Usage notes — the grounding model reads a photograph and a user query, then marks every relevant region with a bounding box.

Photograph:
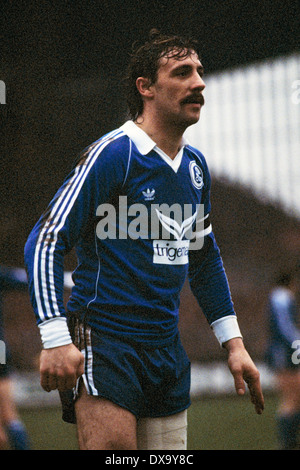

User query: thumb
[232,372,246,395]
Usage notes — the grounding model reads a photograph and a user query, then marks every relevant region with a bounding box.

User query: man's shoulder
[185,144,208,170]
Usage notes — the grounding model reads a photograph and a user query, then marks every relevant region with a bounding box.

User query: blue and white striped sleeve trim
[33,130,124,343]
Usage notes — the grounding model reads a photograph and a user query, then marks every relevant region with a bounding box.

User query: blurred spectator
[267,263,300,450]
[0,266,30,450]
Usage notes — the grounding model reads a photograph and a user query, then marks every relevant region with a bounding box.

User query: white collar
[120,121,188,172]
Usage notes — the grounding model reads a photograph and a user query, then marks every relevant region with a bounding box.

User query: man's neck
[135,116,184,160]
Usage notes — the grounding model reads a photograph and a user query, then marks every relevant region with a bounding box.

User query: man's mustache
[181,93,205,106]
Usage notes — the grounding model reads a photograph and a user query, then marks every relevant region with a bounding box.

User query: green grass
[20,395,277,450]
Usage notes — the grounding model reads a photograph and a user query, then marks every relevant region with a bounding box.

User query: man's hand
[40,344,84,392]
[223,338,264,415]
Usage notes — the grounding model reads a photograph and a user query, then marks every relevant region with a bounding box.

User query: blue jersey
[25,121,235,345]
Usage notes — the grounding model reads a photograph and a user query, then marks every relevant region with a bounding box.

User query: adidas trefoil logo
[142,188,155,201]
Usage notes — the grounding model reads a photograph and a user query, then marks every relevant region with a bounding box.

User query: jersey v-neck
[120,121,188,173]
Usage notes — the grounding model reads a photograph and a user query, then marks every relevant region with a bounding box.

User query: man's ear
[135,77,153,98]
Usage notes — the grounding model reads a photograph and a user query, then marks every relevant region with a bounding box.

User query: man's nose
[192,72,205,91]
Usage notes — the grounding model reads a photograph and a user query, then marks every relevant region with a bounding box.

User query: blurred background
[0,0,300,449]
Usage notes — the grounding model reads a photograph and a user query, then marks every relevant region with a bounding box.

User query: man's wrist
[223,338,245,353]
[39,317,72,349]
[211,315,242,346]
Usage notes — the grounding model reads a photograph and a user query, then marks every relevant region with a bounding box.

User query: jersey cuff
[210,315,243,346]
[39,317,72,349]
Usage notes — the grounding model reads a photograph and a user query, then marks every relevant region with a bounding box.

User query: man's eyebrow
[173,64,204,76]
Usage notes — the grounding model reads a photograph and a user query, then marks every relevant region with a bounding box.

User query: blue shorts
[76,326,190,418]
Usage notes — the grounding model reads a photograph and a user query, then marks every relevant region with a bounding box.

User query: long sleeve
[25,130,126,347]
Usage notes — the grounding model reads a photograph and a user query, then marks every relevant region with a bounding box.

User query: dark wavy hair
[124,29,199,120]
----
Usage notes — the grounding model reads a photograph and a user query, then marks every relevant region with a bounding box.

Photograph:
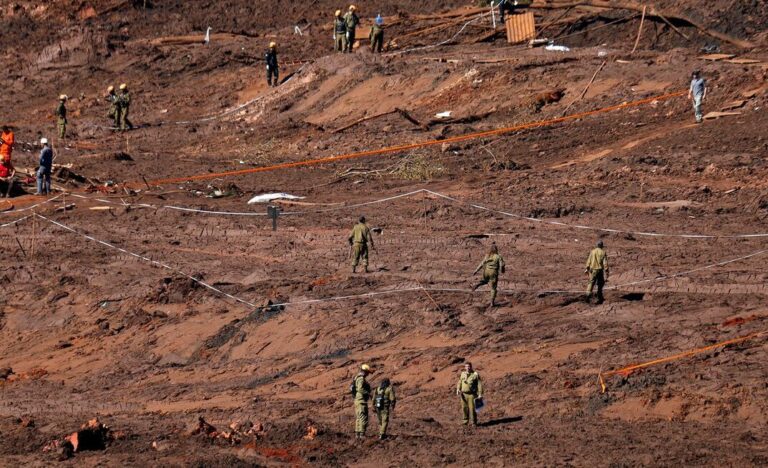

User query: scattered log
----
THE EXERCISE: Find every line in the material that contains the word "blue" and copy each of those lines in full.

CORRECT RESPONSE:
User query: blue and white striped sleeve trim
User query: blue jersey
User query: blue shorts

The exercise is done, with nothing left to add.